_What the task asks_:
Arrange these lines as a numbered list, omitting any blank lines.

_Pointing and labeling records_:
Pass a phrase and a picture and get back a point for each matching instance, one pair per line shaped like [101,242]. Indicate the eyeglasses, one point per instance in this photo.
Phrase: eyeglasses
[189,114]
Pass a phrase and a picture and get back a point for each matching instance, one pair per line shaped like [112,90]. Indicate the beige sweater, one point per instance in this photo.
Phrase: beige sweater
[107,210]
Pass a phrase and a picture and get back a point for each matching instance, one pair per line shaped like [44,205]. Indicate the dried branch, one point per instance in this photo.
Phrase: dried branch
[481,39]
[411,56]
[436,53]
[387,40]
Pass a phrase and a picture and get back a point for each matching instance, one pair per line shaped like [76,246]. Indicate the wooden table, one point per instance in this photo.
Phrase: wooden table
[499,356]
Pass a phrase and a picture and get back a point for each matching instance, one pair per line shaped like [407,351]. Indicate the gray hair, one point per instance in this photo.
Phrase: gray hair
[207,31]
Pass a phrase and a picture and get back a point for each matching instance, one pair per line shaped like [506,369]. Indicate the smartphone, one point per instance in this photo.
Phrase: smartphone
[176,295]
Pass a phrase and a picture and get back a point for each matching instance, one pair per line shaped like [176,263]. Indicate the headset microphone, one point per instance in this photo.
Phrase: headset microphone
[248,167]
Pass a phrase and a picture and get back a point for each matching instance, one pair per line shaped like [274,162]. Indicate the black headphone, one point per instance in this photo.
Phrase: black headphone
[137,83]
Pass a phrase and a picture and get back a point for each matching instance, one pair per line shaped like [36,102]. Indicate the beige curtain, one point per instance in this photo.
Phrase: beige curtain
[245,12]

_Result of the exercise_:
1. Pass a phrase and a picture and get back a point for each matching instance, one pair per line shaped like [101,242]. Indicate the eyeglasses, one point per instance in this photo.
2. Phrase: eyeglasses
3. [189,114]
4. Pass a phrase and a picture and get back a point for each matching instance, one pair per line shaped like [112,90]. Indicate the beige sweater, one point per instance in this photo.
5. Phrase: beige sweater
6. [107,210]
7. Pass a phrase and a picture and get back a point for each matching instance, one pair per line shaped like [44,205]. Indicate the dried branch, one point per instance in this photo.
8. Phrase: dried branch
9. [481,39]
10. [411,56]
11. [436,53]
12. [387,40]
13. Pass a phrase and a picture and get back a point for each matching instance, one pair per line shaped like [76,246]. Indicate the wooden table, one point per instance in this photo.
14. Phrase: wooden table
15. [499,356]
16. Pass a phrase and a picture and get back a point for each matching instance, one pair per line shaped like [407,351]. Indicate the gray hair, one point per instance in this photo.
17. Phrase: gray hair
18. [207,31]
19. Pass a phrase and a picture and get back a point for each matching instance, one pair per line shaped like [506,369]. Indicate the smartphone, one point per instance in this photo.
20. Phrase: smartphone
21. [176,295]
22. Pass a phrase and a picture and get back a point for each matching instance, one pair per line shaped like [176,263]. Indicate the headset microphone, one point per instance in this photo.
23. Phrase: headset microphone
24. [248,167]
25. Pass a phrase and a picture and get back a point for each matching instance, one pair per line shaped like [274,162]. Indicate the black headphone, one point per instance in this photo.
26. Phrase: black headphone
27. [137,83]
28. Pass a phrase and a picture and get back a point for each matching instance, one pair per line shaped like [36,102]. Indicate the beige curtain, one point per instance in this photo.
29. Phrase: beige curtain
30. [245,12]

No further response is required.